Provided text
——

In fact, Sylvester's Law of Inertia implies that any $2$-dimensional real vector space equipped with symmetric bilinear form that is positive semidefinite but not definite is isometric to this example.

Example 2 More generally, for any vector space $\Bbb V$ and any nonzero linear functional $\alpha \in \Bbb V^*$, i.e., linear map $\alpha : \Bbb V \to \Bbb R$, the symmetric bilinear form $$\Phi(X, Y) := \alpha(X) \alpha(Y)$$ is positive semidefinite but not zero, and it is not definite if $\dim \Bbb V > 1$. Example 1 is the special case $\Bbb V = \Bbb R^2$ and $\alpha(X) = X_1$.

Example 3 For any symmetric matrix $A \in M_n(\Bbb R)$, the symmetric bilinear map $\Bbb R^n \times \Bbb R^n \to \Bbb R$ defined by $$\langle X, Y \rangle := Y^\top A X$$ in a symmetric bilinear form. This bilinear form is positive semidefinite if all of the eigenvalues of $A$ are nonnegative, and it is not positive definite if it moreover has at least $1$ zero eigenvalue. Example 1 is the special case $n = 2$ and $A = \pmatrix{1&\cdot\\\cdot&0}$.

——

Part of a data file

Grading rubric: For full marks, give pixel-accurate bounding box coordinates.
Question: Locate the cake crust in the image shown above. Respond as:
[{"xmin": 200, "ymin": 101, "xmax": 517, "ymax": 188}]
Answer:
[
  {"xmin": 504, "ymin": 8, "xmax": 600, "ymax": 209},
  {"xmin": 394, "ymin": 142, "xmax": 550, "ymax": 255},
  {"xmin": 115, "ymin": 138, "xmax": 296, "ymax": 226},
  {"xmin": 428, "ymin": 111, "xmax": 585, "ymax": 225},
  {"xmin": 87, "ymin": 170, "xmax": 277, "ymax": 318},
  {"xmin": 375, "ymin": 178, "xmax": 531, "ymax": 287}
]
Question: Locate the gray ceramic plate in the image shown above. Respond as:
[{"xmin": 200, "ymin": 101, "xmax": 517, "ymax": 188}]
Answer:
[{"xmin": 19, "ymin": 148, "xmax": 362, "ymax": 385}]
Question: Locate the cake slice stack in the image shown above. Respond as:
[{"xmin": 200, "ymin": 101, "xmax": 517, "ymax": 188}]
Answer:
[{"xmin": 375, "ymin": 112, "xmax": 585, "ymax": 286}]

——

Task requirements
(a) Answer the following questions about the passage on positive semidefinite bilinear forms:
(i) Which result does the passage cite in its first sentence as the basis for the isometry claim?
(ii) In Example 2, under what condition on the dimension of $\Bbb V$ is the form not definite?
(iii) In Example 3, what condition on the eigenvalues of $A$ makes the bilinear form positive semidefinite?
(b) Extend the passage on positive semidefinite bilinear forms, picking up after its final sentence.

Responses for each task
(a)
(i) Sylvester's Law of Inertia.
(ii) When $\dim \Bbb V > 1$.
(iii) All of the eigenvalues of $A$ must be nonnegative.

(b)
In general if a symmetric bilinear form $\Phi$ on a vector space $V$ is positive semidefinite but not definite, it is degenerate, that is, there is a vector $X \in V$ such that $\Phi(X, Y) = 0$ for all $Y \in V$, that is, such that the linear functional $\Phi(X, \,\cdot\,)$ is the zero functional. We sometimes call the set of such $X$ the kernel of $\Phi$, as it is the kernel of the linear map $\operatorname{Sym}^2 V^* \to V^*$, $\Phi \mapsto \Phi(X, \,\cdot\,)$. In Example $1$, $\ker \Phi = \operatorname{span}\left\{\pmatrix{0\\1}\right\}$, in Example $2$, $\ker \Phi = \ker \alpha$, and in Example $3$, $\ker \Phi = \ker A$, that is, the $0$-eigenspace of $A$.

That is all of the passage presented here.